▸ **WORK TO BE COMPLETED**
Leave out the images; return the rest of the data exactly.

▸ **THE RECORDS**
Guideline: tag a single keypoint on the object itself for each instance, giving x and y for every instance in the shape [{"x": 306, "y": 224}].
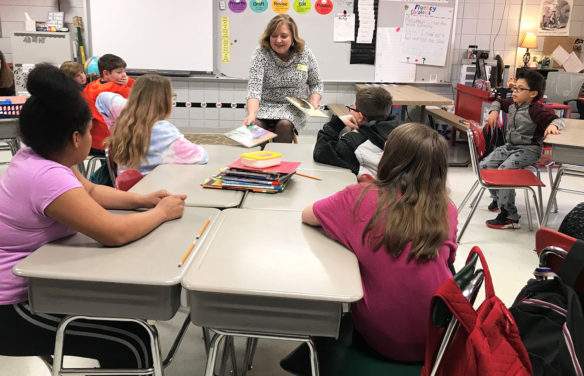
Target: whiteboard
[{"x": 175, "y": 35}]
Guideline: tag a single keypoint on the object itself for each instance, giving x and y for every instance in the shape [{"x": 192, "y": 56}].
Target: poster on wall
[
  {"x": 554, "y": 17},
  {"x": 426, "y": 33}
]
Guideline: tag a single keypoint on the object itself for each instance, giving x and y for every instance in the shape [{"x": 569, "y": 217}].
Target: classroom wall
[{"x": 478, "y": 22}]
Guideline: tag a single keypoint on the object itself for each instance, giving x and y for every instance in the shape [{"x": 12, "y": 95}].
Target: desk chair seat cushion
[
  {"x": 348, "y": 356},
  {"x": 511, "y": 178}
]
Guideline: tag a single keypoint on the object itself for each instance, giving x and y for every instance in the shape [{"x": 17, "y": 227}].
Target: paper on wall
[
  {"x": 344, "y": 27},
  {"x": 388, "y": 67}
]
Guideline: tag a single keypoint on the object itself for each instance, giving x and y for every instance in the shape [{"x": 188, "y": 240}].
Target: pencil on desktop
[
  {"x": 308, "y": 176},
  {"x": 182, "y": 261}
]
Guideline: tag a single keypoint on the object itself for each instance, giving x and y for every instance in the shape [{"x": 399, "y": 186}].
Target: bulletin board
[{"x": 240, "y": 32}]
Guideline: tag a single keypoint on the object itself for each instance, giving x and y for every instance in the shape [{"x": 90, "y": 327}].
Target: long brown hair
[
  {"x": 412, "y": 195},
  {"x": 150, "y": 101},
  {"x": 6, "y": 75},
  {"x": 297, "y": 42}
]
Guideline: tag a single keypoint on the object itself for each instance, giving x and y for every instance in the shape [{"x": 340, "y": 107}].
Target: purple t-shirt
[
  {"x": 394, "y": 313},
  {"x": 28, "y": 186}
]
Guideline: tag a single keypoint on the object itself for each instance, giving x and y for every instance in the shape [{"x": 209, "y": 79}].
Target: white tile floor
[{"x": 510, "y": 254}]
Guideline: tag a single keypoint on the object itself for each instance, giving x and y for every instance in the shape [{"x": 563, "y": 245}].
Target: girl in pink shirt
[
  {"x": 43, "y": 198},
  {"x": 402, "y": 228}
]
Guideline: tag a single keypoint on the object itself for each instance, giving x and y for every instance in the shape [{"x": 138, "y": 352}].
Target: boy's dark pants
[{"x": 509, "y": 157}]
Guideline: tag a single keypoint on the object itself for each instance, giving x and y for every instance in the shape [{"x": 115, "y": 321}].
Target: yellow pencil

▸ **SOLUTION BELOW**
Guideline: tag a single keypoint on the object itself for each instance, giving x and y for every instance in the shape [{"x": 306, "y": 224}].
Target: whiteboard
[{"x": 175, "y": 35}]
Guideline: tag a single keypoint on the object itself for each instance, giving x and y for every instance in the shape [{"x": 192, "y": 56}].
Target: poster on wall
[
  {"x": 554, "y": 17},
  {"x": 426, "y": 33}
]
Guideline: tag a single keypoint on the object itself for each instance, giving x and y for every instance in the shape [{"x": 569, "y": 217}].
Target: classroom wall
[{"x": 478, "y": 22}]
Guideline: tag a single keypoint on the object itself for each instance, giving x and y for every instance in the shape [{"x": 12, "y": 95}].
Target: desk chair seat cushion
[
  {"x": 348, "y": 356},
  {"x": 511, "y": 178}
]
Guideline: tag a single keypoint on the object itself for each instance, giving x and y for every instance in the shape [{"x": 17, "y": 227}].
Target: paper on wall
[
  {"x": 344, "y": 27},
  {"x": 388, "y": 67}
]
Guideline: tag a single keypoint on the object itself for each instance, giving x and y for every instance in the shape [{"x": 188, "y": 240}].
Target: pencil on desktop
[
  {"x": 308, "y": 176},
  {"x": 182, "y": 261}
]
Guideline: tag a single keypoint on the object itself for each instance, giving x and y for every instance in the shape [{"x": 399, "y": 186}].
Target: bulletin board
[{"x": 240, "y": 32}]
Guideline: tag a single keypoint on the object itself for each instance, giving x and y for every instance in the shape [{"x": 90, "y": 327}].
Target: long brown hair
[
  {"x": 412, "y": 195},
  {"x": 150, "y": 101},
  {"x": 6, "y": 75},
  {"x": 297, "y": 42}
]
Guideline: tag a single keypoint on the object itself for each instance, giving x and y for every instance in the shape [{"x": 340, "y": 107}].
Target: purple t-shirt
[
  {"x": 394, "y": 313},
  {"x": 28, "y": 186}
]
Guideline: tag a single keypoint on the object itself for each instance, giving x and y for every instance in the shape [{"x": 209, "y": 79}].
Target: white tile floor
[{"x": 510, "y": 254}]
Guideline: tag a single keypoint on the object itself for each instance, giving x and y for every instance in the shape [{"x": 563, "y": 245}].
Target: girl in pink shirt
[
  {"x": 43, "y": 198},
  {"x": 402, "y": 228}
]
Guideline: tag a single keypoint on the object itself for each instance, giving x and y for every instance in the shape [{"x": 138, "y": 352}].
Target: boy's dark pants
[{"x": 509, "y": 157}]
Guideline: tag a single keypoint on the object itself for each instance, giving x and y for every instance in the shape [{"x": 115, "y": 321}].
Target: yellow pencil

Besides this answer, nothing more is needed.